◆ **Task objective**:
For every line in the records below that holds "lanyard", make a copy.

Exercise input Block Start

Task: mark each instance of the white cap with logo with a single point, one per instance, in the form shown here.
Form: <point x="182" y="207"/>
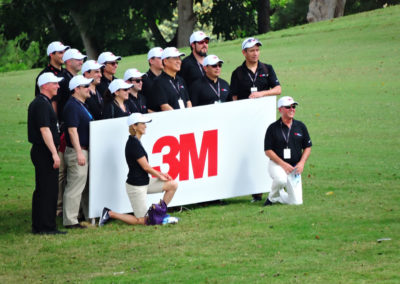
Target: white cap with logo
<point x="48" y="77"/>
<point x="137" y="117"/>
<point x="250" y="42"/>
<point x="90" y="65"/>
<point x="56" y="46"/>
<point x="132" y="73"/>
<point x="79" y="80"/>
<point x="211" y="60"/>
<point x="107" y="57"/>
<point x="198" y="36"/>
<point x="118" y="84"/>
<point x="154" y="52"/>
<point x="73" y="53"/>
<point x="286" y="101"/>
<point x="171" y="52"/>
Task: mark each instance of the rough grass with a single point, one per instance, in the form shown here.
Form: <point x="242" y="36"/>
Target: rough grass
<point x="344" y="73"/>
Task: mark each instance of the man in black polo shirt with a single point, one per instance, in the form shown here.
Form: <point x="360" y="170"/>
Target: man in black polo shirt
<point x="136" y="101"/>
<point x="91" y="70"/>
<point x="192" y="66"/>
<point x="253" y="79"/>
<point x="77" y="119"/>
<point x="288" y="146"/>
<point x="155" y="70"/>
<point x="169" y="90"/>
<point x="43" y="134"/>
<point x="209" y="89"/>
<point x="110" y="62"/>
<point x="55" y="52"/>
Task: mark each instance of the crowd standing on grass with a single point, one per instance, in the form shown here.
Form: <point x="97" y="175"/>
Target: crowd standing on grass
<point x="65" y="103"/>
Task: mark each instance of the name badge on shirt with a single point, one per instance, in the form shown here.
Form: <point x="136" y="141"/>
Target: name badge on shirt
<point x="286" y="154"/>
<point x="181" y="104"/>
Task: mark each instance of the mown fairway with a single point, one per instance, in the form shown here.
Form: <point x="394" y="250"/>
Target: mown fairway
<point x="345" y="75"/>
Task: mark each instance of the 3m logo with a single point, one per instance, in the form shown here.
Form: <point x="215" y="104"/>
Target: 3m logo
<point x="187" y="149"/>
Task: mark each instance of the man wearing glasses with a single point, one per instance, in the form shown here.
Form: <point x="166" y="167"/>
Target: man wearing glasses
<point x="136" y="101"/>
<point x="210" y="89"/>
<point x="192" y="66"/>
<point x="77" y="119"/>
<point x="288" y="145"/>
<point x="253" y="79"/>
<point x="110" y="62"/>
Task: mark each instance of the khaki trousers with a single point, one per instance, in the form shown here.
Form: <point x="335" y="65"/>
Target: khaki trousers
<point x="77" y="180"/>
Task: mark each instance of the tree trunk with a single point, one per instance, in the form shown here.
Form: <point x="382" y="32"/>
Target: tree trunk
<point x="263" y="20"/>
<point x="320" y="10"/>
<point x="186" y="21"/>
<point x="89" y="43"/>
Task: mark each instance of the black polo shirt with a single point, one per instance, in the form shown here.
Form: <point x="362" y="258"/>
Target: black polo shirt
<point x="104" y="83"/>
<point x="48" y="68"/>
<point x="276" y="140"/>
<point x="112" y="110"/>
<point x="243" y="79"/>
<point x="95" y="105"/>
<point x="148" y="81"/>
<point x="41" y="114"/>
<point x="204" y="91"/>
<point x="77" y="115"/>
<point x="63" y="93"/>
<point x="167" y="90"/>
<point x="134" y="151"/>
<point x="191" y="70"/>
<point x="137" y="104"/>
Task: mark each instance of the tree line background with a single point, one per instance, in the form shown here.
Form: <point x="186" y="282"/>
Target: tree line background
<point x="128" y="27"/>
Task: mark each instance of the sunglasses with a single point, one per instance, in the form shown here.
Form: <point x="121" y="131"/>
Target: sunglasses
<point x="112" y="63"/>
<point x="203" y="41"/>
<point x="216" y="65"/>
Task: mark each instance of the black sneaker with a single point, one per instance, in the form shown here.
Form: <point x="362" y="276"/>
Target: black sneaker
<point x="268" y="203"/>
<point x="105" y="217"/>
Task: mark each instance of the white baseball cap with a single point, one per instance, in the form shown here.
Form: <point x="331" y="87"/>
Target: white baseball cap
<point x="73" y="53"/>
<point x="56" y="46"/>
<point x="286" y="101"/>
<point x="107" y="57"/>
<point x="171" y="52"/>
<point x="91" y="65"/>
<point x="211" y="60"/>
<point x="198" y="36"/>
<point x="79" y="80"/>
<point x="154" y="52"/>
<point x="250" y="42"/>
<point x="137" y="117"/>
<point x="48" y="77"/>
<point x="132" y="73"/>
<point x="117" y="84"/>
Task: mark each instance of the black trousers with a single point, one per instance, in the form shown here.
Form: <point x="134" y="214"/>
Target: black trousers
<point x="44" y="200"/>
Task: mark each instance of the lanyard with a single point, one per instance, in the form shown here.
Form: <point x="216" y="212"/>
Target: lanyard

Exercise input Block End

◆ **Exercise result**:
Task: mark each instance of the lanyard with a single point, one per instance, in the form shown here.
Target: lanyard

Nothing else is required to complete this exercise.